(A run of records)
_ _ _ _ _
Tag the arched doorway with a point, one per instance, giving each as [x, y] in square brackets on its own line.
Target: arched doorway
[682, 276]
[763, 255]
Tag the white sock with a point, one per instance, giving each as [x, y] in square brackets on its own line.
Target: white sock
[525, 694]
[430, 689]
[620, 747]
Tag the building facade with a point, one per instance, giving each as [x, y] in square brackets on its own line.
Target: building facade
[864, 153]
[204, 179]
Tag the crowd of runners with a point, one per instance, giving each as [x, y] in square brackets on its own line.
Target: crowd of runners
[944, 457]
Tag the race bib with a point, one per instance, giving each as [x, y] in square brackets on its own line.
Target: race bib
_ _ _ _ _
Can you add 61 to each coordinate in the answers and give every line of the data above again, requests included?

### Right answer
Tag the arched doorway with a point, one per instance, giving each as [x, y] in square brackets on its own line.
Target: arched doorway
[743, 337]
[824, 316]
Tag the white sock with a point, one per instance, giving each as [x, y] in square brackets on its own line.
Target: white sock
[586, 755]
[491, 750]
[681, 808]
Tag the building facade with a point, one per instance, giving each as [x, y] in square brackets on its own line.
Target: building facade
[925, 214]
[265, 240]
Tag the crowd of runners with a point, one per instance, giving each as [x, y] in square brackets on its own line.
Target: crowd of runners
[1005, 518]
Tag the race bib with a point, one per instance, giving each as [x, y] in square brackets on its own line.
Target: race bib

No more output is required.